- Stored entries
════════════════════
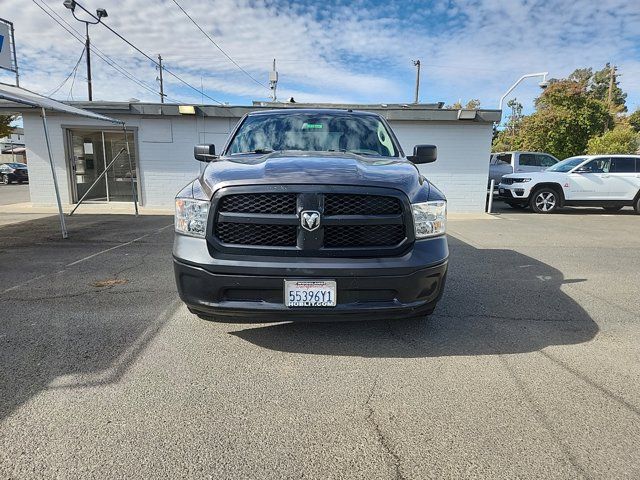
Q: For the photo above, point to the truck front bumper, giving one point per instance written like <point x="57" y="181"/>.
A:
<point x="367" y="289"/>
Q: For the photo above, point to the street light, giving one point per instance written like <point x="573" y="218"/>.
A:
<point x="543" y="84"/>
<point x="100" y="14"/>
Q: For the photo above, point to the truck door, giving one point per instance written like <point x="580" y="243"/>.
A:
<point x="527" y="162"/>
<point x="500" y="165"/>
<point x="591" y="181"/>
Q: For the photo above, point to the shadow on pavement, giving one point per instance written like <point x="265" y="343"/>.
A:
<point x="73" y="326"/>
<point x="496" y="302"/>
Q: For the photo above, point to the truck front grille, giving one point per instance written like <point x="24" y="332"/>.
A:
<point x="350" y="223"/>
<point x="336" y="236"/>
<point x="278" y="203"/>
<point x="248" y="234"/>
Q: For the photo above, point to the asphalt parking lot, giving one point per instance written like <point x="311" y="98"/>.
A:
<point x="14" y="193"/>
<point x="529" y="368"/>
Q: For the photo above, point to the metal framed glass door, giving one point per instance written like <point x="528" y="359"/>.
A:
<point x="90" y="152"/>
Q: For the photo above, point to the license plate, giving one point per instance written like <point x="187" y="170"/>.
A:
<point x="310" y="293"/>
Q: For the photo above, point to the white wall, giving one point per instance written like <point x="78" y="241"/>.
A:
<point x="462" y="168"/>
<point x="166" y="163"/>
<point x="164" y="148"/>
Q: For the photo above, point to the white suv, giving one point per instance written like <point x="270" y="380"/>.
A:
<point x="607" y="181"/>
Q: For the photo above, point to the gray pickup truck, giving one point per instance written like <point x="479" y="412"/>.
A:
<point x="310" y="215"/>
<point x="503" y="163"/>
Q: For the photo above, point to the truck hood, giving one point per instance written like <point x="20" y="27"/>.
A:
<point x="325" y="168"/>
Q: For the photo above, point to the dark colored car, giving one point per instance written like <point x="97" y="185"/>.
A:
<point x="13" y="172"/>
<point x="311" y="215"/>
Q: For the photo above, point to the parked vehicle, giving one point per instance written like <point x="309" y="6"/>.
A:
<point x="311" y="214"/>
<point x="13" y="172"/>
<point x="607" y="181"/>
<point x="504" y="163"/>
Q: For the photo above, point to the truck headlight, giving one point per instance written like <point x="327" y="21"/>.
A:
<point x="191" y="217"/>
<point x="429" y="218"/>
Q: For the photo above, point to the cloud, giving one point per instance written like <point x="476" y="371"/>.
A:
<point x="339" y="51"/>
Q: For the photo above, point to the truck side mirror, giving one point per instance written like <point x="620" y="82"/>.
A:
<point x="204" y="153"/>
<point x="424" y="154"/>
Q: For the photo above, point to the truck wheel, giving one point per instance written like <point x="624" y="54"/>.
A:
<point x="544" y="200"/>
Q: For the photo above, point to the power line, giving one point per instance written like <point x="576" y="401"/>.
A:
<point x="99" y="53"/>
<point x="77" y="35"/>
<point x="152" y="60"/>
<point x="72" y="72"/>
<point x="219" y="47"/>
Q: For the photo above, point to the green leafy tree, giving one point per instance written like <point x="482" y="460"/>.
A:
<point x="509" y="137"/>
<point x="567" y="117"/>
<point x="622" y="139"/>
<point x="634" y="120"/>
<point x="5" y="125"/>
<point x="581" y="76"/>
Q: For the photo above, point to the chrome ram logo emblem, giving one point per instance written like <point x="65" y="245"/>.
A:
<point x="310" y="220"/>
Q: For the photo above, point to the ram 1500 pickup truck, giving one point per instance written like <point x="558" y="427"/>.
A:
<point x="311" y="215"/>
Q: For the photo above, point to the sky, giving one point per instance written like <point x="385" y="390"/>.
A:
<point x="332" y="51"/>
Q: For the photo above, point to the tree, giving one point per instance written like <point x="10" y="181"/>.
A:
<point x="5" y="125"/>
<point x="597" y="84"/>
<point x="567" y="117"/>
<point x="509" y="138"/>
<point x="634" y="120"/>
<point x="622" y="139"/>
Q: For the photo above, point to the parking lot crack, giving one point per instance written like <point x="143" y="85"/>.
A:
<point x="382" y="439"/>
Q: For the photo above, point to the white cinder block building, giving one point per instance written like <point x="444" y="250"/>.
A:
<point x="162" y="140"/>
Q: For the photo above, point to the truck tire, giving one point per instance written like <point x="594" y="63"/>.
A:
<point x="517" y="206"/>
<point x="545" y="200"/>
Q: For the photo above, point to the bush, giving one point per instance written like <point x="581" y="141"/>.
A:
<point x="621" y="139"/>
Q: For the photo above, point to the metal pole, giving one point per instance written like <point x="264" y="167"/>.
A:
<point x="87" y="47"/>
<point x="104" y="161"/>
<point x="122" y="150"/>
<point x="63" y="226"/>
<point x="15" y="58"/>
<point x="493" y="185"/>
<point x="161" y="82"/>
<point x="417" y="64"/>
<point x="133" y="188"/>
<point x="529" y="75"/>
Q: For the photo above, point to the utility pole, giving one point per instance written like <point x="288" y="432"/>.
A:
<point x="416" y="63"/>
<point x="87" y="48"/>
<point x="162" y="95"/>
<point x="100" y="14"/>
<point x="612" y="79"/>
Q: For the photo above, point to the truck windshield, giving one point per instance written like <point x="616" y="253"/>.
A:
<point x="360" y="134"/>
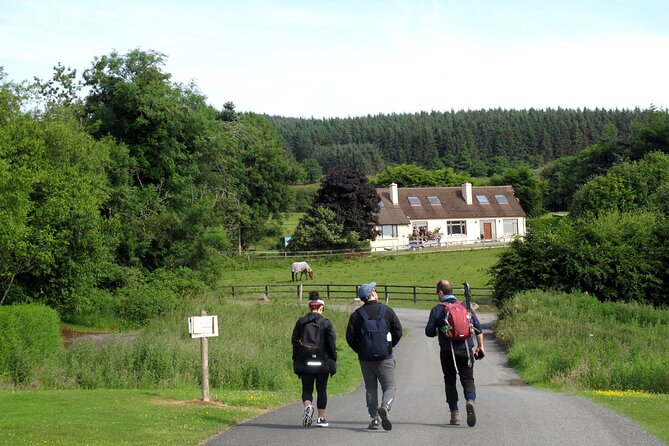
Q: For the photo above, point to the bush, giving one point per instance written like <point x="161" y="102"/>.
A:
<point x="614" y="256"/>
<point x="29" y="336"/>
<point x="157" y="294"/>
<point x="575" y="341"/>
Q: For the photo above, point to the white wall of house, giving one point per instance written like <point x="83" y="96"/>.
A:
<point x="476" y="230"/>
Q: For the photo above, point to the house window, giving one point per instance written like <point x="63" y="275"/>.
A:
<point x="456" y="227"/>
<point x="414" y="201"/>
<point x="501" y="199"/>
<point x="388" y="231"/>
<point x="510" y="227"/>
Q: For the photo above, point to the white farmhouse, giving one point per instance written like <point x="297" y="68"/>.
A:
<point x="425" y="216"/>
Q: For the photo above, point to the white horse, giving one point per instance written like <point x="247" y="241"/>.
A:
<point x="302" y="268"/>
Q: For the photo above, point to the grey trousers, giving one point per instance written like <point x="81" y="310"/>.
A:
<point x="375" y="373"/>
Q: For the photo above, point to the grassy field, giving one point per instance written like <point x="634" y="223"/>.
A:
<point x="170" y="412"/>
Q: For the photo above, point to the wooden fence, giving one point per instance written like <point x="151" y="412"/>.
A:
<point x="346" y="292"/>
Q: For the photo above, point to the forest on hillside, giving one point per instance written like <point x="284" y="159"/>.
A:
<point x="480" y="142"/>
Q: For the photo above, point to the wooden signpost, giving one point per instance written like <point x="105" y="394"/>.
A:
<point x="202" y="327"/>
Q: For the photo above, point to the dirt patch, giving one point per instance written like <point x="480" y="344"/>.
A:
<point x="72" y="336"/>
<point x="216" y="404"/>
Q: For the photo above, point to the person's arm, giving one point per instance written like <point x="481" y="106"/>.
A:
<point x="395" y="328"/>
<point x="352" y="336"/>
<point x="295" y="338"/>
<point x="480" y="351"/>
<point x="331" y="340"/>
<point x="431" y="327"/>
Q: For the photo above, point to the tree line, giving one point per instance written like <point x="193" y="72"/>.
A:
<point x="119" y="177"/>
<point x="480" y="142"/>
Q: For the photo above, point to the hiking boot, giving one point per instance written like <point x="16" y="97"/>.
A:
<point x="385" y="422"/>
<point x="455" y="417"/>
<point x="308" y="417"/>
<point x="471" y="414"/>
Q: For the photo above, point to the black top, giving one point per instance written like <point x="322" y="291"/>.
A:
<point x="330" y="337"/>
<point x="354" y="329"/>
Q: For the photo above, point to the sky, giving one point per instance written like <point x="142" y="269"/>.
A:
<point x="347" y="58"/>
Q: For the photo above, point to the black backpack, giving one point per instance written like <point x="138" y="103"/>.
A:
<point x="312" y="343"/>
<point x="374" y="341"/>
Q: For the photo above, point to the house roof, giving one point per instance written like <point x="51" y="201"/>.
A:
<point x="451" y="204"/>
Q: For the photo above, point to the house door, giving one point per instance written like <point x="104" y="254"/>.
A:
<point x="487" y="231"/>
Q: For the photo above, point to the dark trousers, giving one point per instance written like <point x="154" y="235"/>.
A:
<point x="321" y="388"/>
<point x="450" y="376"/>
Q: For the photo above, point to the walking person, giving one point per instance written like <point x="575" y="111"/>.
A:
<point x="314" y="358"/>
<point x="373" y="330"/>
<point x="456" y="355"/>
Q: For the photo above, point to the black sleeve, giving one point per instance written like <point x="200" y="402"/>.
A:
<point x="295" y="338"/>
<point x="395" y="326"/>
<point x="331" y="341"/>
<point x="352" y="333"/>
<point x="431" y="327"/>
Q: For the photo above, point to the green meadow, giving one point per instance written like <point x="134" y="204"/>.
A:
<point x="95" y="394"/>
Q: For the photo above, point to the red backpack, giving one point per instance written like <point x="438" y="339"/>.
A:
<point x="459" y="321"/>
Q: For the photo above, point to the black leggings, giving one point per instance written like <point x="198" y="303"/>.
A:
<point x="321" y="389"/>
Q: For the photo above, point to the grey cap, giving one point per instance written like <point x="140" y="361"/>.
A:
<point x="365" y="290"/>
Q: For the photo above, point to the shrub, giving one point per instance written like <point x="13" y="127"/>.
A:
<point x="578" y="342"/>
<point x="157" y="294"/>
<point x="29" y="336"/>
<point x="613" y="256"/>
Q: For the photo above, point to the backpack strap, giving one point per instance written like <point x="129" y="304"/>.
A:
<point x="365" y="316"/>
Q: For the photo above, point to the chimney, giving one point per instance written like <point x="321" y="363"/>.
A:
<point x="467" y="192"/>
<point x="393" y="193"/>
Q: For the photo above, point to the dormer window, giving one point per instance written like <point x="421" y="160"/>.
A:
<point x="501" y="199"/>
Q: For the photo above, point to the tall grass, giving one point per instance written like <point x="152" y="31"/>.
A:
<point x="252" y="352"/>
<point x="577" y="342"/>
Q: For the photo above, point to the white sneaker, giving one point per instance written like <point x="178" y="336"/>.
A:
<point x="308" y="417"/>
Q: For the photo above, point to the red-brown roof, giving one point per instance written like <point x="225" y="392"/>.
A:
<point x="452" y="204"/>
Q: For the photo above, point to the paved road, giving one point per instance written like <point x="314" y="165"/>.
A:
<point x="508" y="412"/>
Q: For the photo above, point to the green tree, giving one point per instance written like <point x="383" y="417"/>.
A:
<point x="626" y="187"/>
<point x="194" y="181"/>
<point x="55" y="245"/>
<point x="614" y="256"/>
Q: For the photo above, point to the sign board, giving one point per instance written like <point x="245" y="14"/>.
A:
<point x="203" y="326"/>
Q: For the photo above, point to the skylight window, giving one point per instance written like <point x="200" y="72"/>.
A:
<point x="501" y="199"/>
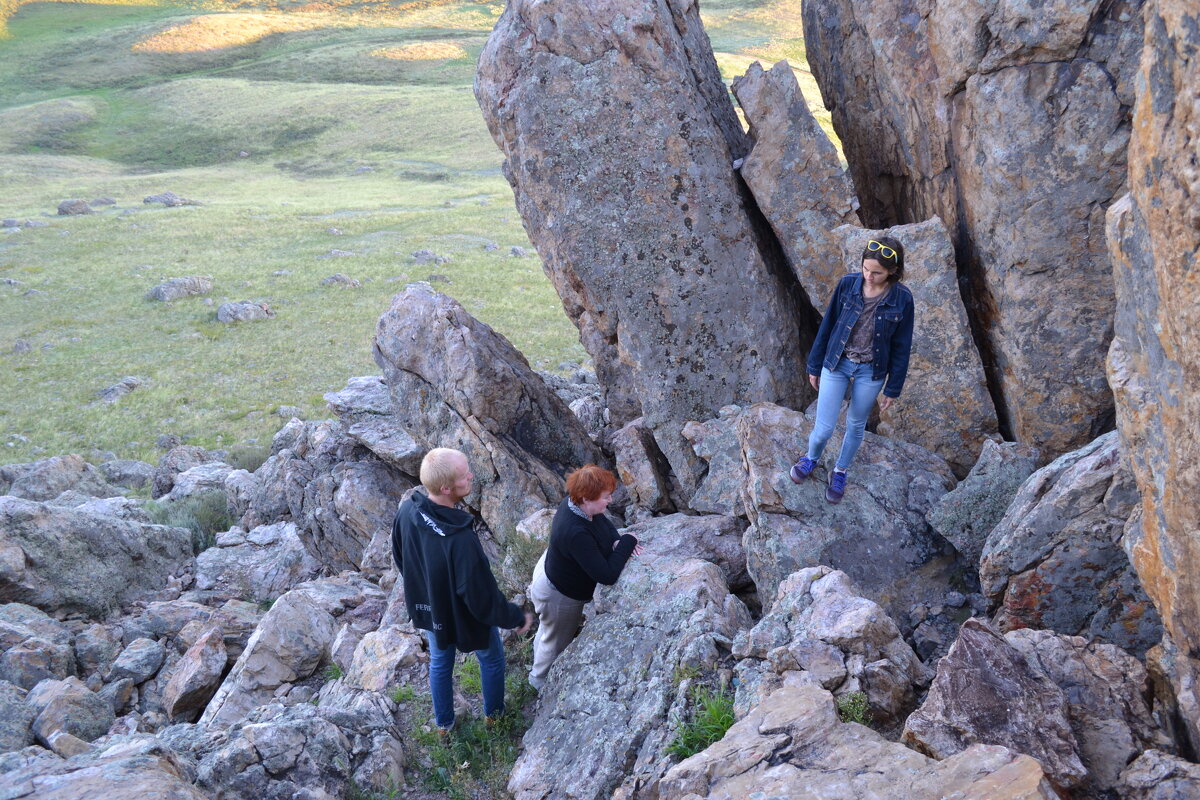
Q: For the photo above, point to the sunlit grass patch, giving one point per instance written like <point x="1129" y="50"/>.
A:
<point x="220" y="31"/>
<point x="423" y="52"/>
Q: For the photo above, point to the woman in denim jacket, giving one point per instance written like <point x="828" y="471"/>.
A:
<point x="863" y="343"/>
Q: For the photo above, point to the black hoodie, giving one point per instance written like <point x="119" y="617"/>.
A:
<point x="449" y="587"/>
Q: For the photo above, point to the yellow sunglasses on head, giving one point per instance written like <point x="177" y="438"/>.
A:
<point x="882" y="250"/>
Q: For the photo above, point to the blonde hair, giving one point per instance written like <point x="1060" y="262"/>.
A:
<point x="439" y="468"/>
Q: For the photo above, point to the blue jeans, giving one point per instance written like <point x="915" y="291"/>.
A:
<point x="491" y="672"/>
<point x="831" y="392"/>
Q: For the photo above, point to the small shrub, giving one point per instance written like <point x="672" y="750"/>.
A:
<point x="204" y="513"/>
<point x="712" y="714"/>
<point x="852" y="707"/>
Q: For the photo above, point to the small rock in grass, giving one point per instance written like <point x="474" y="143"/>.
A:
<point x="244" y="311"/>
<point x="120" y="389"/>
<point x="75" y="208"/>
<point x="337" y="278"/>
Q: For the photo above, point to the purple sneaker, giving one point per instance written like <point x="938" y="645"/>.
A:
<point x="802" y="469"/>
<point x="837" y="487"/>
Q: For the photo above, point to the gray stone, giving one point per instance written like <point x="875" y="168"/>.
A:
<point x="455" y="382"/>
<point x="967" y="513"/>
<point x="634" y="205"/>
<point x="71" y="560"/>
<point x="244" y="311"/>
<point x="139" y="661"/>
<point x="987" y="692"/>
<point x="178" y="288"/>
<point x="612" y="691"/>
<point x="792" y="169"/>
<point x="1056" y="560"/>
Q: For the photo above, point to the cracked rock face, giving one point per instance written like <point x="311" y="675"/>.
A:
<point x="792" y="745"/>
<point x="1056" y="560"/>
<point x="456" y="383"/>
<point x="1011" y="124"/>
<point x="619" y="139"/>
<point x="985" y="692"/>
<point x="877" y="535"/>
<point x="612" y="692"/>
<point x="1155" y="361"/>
════════════════════
- EXERCISE OBJECTIVE
Going through the entries above, count the lines with the word "wooden". Give only the result.

- SOLUTION TO THE EXERCISE
2